§ What you need to do
Search the data for the word "mountain" and copy every line that contains it.

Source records
* * * *

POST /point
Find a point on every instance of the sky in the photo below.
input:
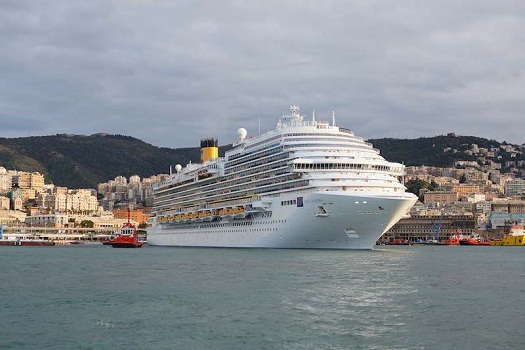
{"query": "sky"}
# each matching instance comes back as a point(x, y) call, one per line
point(171, 72)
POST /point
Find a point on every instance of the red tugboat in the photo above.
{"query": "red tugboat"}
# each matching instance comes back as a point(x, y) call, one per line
point(127, 237)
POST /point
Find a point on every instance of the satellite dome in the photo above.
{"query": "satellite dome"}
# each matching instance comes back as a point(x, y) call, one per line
point(242, 133)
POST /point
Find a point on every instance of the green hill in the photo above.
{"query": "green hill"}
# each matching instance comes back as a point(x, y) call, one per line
point(77, 161)
point(430, 150)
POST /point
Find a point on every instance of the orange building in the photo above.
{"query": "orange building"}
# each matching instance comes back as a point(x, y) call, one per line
point(138, 215)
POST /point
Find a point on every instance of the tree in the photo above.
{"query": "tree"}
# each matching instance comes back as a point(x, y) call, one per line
point(415, 185)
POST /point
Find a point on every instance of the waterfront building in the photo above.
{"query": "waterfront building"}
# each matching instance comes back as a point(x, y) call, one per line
point(12, 217)
point(418, 228)
point(27, 180)
point(138, 215)
point(5, 180)
point(498, 220)
point(4, 203)
point(515, 187)
point(441, 197)
point(47, 221)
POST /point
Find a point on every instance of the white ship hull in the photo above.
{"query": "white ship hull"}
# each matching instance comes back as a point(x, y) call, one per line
point(346, 221)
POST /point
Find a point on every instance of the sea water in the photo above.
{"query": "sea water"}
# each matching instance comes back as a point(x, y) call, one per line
point(410, 297)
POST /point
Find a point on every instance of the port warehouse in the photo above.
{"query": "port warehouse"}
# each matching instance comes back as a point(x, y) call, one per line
point(424, 227)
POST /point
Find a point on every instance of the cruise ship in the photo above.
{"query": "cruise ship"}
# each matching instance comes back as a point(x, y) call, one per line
point(306, 184)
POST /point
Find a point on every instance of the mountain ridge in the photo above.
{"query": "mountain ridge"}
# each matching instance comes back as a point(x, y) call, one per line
point(81, 161)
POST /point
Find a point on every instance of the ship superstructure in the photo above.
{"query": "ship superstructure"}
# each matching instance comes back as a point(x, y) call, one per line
point(305, 184)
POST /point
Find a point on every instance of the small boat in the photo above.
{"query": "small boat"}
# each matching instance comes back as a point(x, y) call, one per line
point(126, 237)
point(473, 240)
point(514, 236)
point(27, 242)
point(31, 241)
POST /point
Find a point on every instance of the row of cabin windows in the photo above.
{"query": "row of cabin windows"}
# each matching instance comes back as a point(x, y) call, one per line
point(344, 166)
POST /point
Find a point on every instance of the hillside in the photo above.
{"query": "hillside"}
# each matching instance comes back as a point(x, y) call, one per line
point(77, 161)
point(430, 150)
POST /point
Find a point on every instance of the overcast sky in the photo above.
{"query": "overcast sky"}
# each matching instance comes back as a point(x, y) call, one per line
point(175, 71)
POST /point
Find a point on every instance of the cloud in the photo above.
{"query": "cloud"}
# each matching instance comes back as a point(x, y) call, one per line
point(172, 72)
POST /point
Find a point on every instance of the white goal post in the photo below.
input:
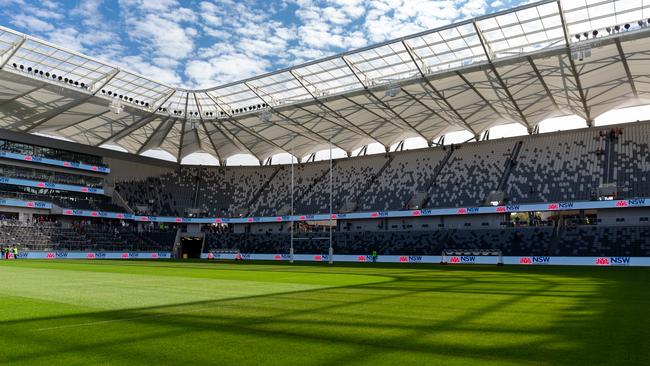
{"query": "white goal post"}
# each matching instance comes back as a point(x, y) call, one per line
point(458, 255)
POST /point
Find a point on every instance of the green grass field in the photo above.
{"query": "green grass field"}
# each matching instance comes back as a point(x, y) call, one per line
point(190, 313)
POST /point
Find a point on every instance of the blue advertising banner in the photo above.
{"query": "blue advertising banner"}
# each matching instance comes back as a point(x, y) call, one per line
point(47, 161)
point(453, 260)
point(21, 203)
point(62, 187)
point(557, 206)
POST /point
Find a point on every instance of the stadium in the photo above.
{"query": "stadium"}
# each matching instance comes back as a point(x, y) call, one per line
point(529, 249)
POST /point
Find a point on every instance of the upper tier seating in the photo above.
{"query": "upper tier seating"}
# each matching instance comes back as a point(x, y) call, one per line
point(50, 236)
point(407, 173)
point(557, 167)
point(473, 170)
point(553, 167)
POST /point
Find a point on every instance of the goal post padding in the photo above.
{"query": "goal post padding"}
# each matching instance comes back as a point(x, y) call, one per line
point(456, 255)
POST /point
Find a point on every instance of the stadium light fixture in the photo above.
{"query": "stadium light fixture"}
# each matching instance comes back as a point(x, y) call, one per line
point(265, 115)
point(116, 107)
point(393, 90)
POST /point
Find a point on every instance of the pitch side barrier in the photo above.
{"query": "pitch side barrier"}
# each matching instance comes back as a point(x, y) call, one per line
point(61, 187)
point(22, 203)
point(452, 260)
point(54, 162)
point(559, 206)
point(93, 255)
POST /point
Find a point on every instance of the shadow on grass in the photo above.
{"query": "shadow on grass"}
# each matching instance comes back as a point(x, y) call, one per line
point(547, 315)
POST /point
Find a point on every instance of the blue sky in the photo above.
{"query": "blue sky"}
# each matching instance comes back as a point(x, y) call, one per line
point(212, 42)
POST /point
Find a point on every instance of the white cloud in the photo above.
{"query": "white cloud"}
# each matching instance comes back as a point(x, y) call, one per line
point(32, 23)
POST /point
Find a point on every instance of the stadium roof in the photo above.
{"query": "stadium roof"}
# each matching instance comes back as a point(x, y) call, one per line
point(522, 65)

* * * *

§ Exercise answer
Find a point on every instance of the mountain ridge in the photo above.
{"query": "mountain ridge"}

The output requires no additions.